Half an hour later I’m unpacking in a hygienic bungalow on the edge of town. As I close the gilt-embossed door of the white melamine wardrobe and sit down on the polyester and fibreglass duvet cover, I can gaze out through the double-glazed UPVC windows at the untamed mountainside beyond. Smack in front of it a technicolour plastic leprechaun stands by a tiny Renaissance-style fountain on a crazy-paved patio. The casual brush of bare foot against the maroon, yellow, black, green and orange swirls of the brushed nylon shagpile generates a bracing burst of static, and sparks leap from my forehead.

I am not the first to observe that the landscape of rural Ireland has been badly defaced these last thirty years by the slapdash construction of suburban housing in places where there are no suburbs. On mountainsides, cliff-tops and riversides, by secluded loughs, ancient bogs and neolithic monuments, the Invasion of the Killer Bungalows has swept all before it. Strict planning regulations are now rumoured to be in force, but the faux-Spanish haciendas, neo-Kelloggs dream homes, and mini-Southforks are already here. At times it can seem that the booming Celtic Tiger economy must be driven entirely by the manufacture of net curtains and plastic Doric columns.

» TASKS
a. Translate this sentence from the passage on Irish bungalows into Spanish: "Half an hour later I’m unpacking in a hygienic bungalow on the edge of town."
b. According to the passage on Irish bungalows, over how many years has the landscape of rural Ireland been badly defaced?
c. Reproduce the passage on Irish bungalows, starting with "I am not the" and going on through "plastic Doric columns.".
The data that follows comes from a separate source.

» Raw records
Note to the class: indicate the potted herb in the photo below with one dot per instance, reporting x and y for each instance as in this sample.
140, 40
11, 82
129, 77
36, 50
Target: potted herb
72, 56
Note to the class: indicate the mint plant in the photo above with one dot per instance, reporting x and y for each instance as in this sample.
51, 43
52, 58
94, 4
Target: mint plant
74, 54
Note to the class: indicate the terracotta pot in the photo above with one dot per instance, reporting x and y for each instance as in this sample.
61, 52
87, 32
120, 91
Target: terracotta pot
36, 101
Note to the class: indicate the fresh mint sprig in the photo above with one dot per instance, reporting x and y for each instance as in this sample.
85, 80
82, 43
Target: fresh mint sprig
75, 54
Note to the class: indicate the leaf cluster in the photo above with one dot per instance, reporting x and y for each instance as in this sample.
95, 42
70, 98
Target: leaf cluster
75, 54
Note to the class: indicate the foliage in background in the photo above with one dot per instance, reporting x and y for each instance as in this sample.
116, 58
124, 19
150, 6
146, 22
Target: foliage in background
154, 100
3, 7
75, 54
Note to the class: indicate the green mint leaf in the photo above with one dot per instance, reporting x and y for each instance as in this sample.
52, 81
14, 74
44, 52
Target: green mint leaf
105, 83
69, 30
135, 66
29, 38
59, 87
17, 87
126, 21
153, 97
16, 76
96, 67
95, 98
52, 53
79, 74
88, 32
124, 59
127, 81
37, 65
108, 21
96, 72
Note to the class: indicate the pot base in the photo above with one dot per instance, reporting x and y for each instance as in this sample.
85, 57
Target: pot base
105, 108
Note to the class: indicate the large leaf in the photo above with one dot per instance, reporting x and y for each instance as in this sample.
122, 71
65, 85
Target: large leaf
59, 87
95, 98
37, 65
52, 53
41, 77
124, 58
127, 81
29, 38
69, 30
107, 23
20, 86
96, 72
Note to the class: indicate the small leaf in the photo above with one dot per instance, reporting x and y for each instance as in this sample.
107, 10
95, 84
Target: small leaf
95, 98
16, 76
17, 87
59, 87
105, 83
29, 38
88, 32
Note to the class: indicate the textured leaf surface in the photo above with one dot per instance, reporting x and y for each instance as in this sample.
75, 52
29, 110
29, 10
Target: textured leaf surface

» SOLUTIONS BELOW
a. Media hora después estoy deshaciendo la maleta en un bungaló higiénico en las afueras del pueblo.

b. These last thirty years.

c.
I am not the first to observe that the landscape of rural Ireland has been badly defaced these last thirty years by the slapdash construction of suburban housing in places where there are no suburbs. On mountainsides, cliff-tops and riversides, by secluded loughs, ancient bogs and neolithic monuments, the Invasion of the Killer Bungalows has swept all before it. Strict planning regulations are now rumoured to be in force, but the faux-Spanish haciendas, neo-Kelloggs dream homes, and mini-Southforks are already here. At times it can seem that the booming Celtic Tiger economy must be driven entirely by the manufacture of net curtains and plastic Doric columns.